- **PROVIDED PASSAGE**
# # # #
David and his wife, Ann Wagstaff, had three boys and three girls. One of the boys was my father Walter. Harry was the oldest boy. He became an agent for a London vegetable market. If the farmers wanted to send produce to London, they would send it through him. People used to pick wild blackberries and take them to his place where they were weighed. He would pay them so much a pound and send them off to market. Harry and his wife, Florence, had a child named Stanley who died before I was born. There were also Archie, Leslie and Edith. Edith lives here in Gamlingay today. She is deaf and dumb, and both of her brothers were as well. We think it was because Harry had married a relative of the grandmother. A case of cousins marrying. Strangely enough, the child who died was normal and very bright.
My father used to make a lot of fuss over this boy. Archie and Leslie died in their fifties and Edith lives on, now into her 78th year. None of them ever married.
Tell me about the rest of David’s family
Aunt Lizzie, the oldest, was the second wife to a schoolmaster here in Gamlingay, James Fowler. They didn’t have any children; he had children from his ﬁrst marriage.
# # # #
- **RECORDS SUPPLIED**
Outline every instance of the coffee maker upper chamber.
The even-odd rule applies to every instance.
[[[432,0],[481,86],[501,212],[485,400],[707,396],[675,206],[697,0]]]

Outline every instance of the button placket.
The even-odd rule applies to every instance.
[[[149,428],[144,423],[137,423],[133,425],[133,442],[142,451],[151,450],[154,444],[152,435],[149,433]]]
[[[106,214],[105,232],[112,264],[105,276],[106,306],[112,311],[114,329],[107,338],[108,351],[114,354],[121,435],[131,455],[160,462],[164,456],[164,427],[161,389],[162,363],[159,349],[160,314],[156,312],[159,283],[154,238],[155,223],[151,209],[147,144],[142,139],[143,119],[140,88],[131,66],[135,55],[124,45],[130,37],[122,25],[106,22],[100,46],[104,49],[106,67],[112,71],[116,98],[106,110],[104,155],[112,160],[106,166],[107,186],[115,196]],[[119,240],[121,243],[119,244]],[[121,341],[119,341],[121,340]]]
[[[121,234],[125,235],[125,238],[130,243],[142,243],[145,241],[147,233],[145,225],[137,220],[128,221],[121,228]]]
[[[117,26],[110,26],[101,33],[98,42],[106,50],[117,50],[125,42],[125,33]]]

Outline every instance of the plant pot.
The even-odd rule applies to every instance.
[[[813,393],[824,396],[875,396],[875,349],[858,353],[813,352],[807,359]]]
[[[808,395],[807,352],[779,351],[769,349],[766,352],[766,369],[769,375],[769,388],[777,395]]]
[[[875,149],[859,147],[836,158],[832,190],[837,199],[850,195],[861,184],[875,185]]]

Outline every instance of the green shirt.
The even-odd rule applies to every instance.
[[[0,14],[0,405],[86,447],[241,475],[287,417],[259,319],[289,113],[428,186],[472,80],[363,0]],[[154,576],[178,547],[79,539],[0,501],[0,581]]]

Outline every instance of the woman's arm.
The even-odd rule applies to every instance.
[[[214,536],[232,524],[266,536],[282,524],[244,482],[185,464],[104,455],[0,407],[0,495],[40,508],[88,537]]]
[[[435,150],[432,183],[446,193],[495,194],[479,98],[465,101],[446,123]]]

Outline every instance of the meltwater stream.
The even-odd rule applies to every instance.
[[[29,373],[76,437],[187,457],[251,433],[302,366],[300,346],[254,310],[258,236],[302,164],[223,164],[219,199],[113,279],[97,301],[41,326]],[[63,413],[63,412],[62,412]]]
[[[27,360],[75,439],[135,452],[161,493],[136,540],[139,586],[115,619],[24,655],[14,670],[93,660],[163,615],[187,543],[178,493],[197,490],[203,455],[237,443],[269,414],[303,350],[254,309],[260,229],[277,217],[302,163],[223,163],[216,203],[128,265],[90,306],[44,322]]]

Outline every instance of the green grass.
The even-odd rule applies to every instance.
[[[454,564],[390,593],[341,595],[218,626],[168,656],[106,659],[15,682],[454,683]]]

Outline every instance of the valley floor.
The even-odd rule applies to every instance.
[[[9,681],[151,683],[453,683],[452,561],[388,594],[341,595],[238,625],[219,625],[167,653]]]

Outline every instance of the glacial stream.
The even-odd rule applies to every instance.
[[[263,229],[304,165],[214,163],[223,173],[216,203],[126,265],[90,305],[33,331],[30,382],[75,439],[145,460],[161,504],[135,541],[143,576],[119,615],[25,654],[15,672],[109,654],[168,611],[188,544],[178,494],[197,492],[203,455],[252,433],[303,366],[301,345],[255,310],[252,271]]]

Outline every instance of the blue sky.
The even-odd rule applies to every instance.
# # # #
- **SHORT PROBLEM 1**
Rewrite the paragraph of the family memoir that begins "Aunt Lizzie, the oldest" more briefly, keeping its main facts.
- **SHORT PROBLEM 2**
According to the family memoir, what job did Harry take up?
- **SHORT PROBLEM 3**
Duplicate the part of the family memoir that starts at the words "My father used" and stops after "them ever married.".
Work from the family memoir alone.

- **WORKED ANSWER 1**
Aunt Lizzie, the oldest, was the second wife of James Fowler, a Gamlingay schoolmaster. They had no children together, though he had children from his first marriage.

- **WORKED ANSWER 2**
He became an agent for a London vegetable market.

- **WORKED ANSWER 3**
My father used to make a lot of fuss over this boy. Archie and Leslie died in their fifties and Edith lives on, now into her 78th year. None of them ever married.